Aim of the exercise: Only the lines from the one that contains "Identify the truck bed" to the end of the material below are wanted, each duplicated exactly.

Entries shown:

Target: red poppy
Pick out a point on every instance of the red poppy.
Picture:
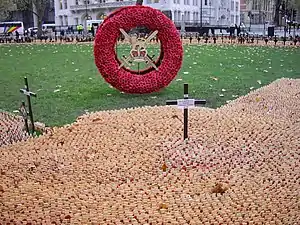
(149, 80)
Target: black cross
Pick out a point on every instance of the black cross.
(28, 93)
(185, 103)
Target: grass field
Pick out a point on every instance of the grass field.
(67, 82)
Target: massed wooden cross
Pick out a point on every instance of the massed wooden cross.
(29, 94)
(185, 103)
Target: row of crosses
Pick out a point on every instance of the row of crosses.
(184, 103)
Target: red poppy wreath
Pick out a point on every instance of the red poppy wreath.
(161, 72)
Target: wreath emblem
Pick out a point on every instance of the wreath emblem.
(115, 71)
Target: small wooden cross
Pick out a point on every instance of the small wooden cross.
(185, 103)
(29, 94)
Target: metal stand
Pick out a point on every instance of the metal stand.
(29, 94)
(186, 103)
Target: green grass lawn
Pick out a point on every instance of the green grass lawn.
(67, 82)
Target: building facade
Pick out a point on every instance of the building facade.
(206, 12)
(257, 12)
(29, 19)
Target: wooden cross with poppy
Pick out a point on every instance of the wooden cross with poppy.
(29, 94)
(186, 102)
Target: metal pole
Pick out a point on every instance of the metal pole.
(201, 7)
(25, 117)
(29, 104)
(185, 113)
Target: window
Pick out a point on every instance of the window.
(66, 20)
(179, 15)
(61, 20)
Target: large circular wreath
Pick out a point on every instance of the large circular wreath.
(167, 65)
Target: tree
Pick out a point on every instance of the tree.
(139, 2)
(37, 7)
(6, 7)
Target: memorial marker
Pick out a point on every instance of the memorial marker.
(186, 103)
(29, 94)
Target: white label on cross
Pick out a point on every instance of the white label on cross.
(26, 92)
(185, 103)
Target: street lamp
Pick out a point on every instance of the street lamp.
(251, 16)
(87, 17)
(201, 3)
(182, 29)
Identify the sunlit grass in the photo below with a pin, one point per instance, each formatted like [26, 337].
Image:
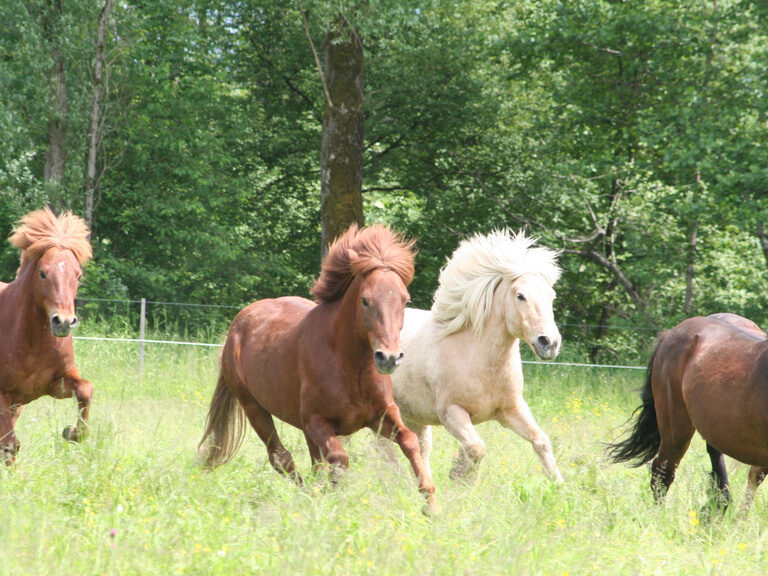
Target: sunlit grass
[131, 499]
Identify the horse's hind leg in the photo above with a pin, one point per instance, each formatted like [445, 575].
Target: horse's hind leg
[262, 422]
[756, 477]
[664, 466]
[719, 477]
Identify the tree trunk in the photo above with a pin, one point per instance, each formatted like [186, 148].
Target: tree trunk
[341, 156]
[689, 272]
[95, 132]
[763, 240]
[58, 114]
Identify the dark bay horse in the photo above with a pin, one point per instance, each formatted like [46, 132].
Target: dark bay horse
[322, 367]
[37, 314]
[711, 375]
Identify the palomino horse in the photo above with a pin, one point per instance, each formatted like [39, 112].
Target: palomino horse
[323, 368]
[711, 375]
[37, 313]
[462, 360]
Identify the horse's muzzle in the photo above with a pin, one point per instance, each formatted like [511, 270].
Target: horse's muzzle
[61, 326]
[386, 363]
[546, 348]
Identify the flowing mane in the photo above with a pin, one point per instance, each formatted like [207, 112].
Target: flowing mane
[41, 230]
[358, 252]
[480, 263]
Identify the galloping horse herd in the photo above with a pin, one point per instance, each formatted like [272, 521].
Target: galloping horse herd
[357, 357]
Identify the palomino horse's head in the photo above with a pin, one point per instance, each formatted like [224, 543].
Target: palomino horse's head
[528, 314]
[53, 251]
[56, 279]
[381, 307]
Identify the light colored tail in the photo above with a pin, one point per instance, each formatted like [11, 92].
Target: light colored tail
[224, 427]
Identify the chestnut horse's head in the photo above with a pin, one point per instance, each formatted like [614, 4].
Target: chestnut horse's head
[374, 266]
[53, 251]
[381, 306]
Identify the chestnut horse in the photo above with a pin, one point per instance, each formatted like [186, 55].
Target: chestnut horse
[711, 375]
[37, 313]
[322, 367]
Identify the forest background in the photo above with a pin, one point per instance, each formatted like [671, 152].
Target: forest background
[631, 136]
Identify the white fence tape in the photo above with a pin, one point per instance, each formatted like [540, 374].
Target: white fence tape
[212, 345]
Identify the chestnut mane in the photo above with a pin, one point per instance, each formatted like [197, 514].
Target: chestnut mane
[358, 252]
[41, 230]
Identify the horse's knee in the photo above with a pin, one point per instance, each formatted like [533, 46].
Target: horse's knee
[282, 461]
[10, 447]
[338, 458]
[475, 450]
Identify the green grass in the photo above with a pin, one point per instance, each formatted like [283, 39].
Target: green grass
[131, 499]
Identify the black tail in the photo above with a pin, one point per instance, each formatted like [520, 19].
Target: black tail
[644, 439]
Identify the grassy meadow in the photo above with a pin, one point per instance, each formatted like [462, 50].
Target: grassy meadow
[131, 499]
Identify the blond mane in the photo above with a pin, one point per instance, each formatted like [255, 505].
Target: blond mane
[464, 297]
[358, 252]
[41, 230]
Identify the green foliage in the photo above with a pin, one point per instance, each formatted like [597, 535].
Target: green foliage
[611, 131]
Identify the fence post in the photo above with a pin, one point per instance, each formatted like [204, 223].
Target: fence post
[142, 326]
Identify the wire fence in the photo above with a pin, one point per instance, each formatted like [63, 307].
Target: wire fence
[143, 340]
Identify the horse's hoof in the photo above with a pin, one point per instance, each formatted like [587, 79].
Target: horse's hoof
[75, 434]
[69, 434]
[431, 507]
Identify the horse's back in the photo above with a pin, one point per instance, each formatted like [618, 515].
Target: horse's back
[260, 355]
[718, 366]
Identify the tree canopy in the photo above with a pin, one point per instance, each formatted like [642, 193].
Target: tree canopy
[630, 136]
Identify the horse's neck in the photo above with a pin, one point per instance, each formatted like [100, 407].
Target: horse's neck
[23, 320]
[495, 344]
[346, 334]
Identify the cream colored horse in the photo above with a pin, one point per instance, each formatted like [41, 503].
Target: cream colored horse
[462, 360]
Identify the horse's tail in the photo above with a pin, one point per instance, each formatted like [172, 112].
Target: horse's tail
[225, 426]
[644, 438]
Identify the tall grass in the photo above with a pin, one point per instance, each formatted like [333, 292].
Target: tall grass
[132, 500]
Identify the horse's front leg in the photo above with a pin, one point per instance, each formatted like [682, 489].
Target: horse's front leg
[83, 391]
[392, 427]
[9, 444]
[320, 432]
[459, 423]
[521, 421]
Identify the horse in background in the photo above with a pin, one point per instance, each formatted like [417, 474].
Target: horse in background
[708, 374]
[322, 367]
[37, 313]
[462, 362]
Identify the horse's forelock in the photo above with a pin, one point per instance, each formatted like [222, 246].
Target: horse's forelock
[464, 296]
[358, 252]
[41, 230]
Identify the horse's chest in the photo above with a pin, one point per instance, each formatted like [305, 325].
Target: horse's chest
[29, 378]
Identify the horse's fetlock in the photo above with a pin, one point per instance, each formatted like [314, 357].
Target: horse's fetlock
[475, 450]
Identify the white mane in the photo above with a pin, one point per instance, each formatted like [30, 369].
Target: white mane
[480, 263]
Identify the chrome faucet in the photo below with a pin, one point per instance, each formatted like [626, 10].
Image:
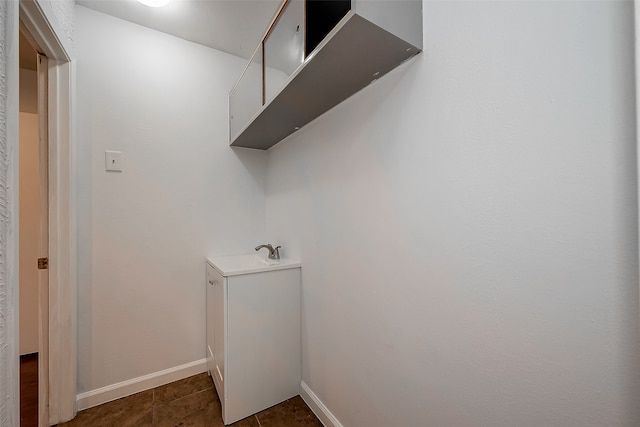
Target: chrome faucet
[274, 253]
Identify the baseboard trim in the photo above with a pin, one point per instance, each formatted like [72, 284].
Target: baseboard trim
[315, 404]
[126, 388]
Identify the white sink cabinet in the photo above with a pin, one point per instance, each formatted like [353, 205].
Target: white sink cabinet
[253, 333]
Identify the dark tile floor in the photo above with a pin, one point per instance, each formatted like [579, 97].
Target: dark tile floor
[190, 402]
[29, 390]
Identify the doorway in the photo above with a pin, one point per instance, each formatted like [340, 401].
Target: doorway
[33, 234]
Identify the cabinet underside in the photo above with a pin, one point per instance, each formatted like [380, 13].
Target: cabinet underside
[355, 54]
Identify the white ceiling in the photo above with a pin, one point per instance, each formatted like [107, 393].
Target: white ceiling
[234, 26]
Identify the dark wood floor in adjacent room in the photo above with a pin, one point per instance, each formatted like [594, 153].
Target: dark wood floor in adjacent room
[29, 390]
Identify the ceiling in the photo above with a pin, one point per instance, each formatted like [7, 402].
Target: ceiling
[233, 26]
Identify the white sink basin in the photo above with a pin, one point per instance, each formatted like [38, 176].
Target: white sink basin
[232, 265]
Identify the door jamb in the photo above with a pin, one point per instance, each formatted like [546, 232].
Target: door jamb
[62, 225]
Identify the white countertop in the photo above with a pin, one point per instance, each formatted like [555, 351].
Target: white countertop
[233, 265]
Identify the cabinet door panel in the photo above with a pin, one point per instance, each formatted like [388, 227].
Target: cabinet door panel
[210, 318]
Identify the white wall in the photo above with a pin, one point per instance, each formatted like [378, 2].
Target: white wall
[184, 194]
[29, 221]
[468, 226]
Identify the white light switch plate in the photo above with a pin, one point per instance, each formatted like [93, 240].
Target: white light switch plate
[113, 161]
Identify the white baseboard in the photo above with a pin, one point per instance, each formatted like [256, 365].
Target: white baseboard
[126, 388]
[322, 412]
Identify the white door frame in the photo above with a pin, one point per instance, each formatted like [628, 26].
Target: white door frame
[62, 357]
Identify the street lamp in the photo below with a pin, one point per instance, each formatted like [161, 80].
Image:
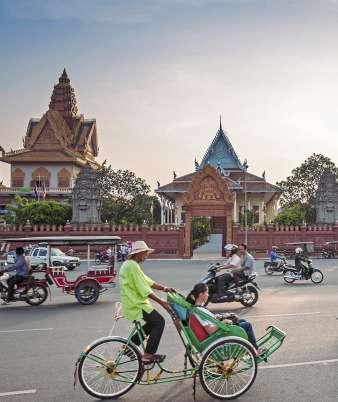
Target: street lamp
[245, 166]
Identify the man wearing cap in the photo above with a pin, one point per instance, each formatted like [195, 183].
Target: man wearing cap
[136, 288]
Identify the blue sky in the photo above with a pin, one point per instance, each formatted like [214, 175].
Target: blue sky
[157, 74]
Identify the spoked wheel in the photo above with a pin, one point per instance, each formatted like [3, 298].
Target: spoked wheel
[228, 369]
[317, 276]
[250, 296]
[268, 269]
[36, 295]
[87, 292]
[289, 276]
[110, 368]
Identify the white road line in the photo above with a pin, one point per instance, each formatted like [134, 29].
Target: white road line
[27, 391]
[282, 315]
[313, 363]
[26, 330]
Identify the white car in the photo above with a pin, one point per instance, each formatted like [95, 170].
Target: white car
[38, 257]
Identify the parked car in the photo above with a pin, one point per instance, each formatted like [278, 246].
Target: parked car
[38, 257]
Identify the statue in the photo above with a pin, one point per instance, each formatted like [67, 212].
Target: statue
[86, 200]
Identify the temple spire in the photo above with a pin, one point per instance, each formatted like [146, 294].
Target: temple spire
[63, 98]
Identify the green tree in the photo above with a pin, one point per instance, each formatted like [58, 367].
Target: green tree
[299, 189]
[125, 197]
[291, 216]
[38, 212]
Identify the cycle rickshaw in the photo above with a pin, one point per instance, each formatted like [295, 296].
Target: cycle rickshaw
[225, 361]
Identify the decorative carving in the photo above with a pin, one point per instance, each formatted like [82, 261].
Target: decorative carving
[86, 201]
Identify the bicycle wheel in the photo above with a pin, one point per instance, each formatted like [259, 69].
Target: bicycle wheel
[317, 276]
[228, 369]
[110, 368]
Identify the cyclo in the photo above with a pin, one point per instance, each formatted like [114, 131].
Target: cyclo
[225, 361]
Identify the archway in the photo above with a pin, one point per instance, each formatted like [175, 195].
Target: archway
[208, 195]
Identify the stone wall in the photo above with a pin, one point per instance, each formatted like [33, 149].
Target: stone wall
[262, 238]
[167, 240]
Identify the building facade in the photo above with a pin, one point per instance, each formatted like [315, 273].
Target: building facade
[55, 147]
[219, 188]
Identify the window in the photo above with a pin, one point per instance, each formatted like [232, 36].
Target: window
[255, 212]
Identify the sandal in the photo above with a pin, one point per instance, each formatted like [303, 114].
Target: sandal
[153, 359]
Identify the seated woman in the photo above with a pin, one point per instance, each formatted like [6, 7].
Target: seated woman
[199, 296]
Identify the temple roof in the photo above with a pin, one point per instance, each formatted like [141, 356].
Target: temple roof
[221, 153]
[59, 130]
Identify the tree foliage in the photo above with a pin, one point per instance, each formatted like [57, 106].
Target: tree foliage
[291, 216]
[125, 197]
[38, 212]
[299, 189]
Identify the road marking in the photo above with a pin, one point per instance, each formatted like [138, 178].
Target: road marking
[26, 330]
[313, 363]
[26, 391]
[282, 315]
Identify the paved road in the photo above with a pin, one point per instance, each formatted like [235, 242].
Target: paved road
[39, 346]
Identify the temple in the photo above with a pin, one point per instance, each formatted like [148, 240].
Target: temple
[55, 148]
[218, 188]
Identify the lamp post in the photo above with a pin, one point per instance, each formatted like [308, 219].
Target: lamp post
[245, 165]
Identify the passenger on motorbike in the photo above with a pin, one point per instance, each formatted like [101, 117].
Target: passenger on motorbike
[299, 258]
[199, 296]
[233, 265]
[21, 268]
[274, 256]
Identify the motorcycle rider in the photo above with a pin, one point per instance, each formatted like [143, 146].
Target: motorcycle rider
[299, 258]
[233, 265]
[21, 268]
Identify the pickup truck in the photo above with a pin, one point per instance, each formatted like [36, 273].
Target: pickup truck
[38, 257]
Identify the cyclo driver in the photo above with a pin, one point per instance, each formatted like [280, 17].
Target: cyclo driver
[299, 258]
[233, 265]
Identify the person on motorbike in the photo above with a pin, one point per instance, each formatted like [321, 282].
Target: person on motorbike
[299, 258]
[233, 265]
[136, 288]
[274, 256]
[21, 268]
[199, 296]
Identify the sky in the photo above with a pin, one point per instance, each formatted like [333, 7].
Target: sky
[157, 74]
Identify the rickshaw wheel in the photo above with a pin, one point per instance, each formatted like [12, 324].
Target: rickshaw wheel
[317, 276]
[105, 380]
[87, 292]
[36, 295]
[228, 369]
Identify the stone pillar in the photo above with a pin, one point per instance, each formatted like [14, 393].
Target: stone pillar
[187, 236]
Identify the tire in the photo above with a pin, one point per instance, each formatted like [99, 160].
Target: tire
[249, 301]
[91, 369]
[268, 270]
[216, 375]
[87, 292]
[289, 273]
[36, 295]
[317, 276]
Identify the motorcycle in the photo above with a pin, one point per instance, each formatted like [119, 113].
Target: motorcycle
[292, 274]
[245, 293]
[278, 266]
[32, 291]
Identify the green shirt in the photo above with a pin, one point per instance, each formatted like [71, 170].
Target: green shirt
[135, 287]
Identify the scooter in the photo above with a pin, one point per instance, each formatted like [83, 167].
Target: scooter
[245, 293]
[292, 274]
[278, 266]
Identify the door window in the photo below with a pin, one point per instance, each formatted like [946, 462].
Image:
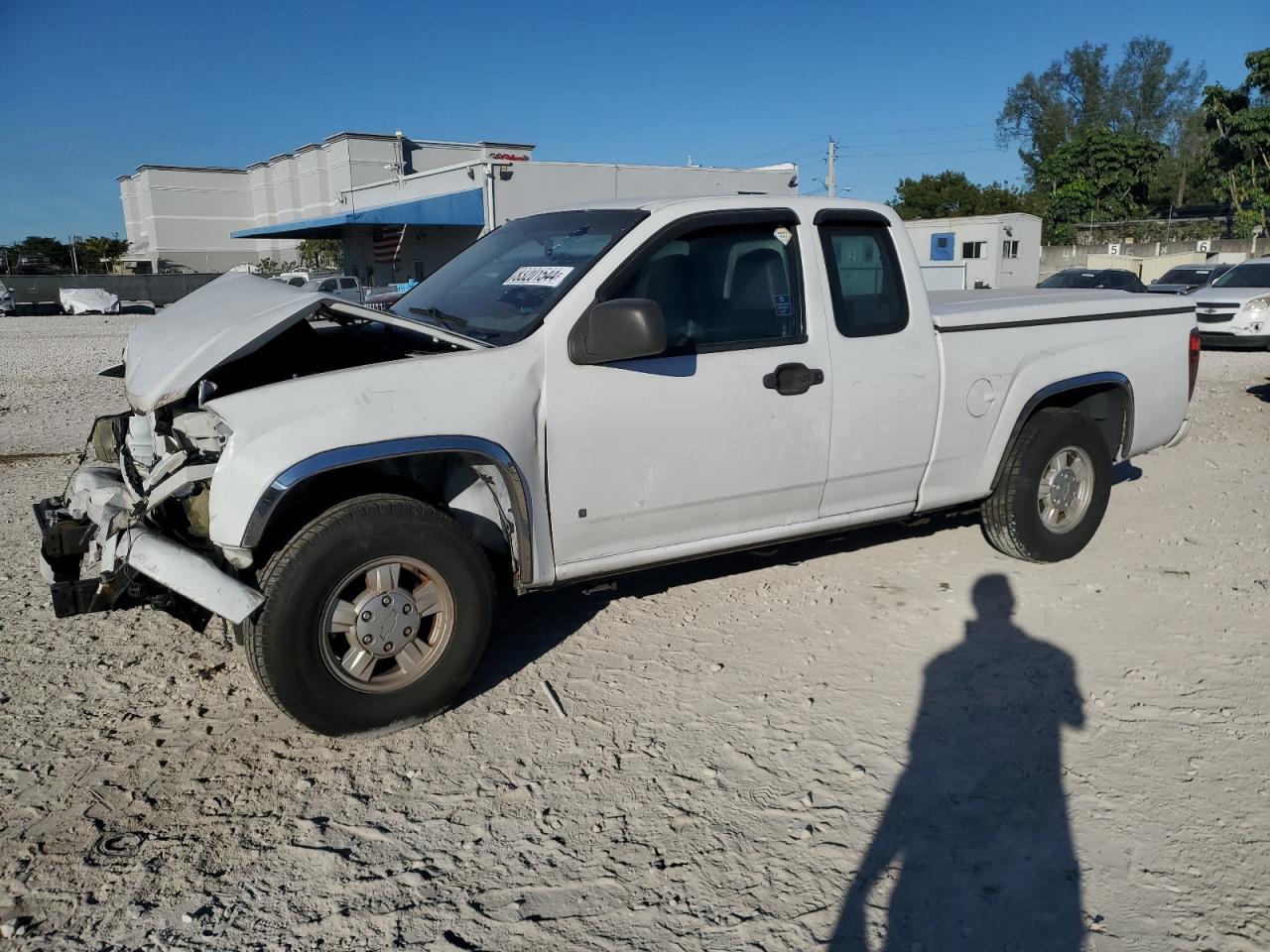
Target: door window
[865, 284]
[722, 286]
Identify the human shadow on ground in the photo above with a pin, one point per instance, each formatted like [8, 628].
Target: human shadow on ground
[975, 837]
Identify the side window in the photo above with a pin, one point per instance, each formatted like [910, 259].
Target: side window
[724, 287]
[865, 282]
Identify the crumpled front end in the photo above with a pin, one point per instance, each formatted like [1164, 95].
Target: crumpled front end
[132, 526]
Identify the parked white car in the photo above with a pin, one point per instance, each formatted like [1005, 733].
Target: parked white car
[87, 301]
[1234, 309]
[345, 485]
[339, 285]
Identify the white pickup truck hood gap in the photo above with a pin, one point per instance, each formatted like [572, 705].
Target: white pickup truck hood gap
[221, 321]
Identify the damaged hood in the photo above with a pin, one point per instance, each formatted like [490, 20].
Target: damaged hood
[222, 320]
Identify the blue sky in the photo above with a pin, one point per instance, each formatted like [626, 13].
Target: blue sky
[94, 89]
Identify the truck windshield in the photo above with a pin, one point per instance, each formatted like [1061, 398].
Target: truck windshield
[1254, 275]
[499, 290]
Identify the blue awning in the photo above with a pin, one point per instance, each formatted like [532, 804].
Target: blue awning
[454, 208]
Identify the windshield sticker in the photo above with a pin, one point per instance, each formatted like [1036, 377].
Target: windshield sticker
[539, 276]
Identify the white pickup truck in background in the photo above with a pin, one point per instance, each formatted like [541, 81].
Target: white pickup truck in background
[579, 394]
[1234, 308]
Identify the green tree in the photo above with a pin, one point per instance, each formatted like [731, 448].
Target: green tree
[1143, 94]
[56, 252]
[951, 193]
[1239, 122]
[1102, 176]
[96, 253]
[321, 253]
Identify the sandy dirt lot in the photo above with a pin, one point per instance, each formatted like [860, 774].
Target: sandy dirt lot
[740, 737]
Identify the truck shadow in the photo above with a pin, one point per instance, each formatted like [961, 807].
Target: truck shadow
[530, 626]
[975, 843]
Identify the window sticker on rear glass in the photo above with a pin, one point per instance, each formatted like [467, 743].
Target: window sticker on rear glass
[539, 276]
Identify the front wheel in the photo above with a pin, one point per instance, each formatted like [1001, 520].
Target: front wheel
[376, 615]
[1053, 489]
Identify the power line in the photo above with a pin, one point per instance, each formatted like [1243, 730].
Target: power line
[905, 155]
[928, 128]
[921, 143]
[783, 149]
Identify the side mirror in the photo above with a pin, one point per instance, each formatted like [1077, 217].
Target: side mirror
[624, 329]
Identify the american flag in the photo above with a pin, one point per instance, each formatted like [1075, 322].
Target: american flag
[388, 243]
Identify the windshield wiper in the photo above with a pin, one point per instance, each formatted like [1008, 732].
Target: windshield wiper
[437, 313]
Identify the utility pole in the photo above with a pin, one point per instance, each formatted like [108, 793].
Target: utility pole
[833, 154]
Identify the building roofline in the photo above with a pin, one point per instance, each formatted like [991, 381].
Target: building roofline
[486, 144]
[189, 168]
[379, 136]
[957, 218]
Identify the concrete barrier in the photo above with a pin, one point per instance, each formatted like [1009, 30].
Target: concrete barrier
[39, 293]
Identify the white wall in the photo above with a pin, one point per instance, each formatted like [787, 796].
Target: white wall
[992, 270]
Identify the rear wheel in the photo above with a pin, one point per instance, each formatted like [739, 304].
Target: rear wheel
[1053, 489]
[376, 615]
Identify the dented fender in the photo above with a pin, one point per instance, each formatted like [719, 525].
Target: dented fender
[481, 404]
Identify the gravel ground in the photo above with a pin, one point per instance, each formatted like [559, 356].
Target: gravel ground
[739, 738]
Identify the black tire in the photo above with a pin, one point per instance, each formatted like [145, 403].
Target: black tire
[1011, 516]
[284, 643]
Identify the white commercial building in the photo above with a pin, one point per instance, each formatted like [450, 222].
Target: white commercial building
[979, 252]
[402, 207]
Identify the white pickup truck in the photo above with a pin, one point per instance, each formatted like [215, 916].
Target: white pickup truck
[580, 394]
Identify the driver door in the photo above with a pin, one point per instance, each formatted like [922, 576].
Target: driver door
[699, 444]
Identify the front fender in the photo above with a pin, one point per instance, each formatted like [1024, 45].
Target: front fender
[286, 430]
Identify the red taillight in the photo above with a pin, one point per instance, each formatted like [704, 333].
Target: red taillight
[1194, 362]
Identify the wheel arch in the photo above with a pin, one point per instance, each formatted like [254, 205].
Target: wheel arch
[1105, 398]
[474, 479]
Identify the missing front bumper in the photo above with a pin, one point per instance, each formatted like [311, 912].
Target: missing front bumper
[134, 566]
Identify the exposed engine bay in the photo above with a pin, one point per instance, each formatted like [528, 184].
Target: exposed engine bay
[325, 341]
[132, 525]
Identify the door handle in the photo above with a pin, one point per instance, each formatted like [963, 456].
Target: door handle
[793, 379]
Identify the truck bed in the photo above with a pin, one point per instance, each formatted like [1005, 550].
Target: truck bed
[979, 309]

Response:
Identify the truck bed in the photo above with a pin, one point per instance, each formatted like [1005, 550].
Target: truck bed
[979, 309]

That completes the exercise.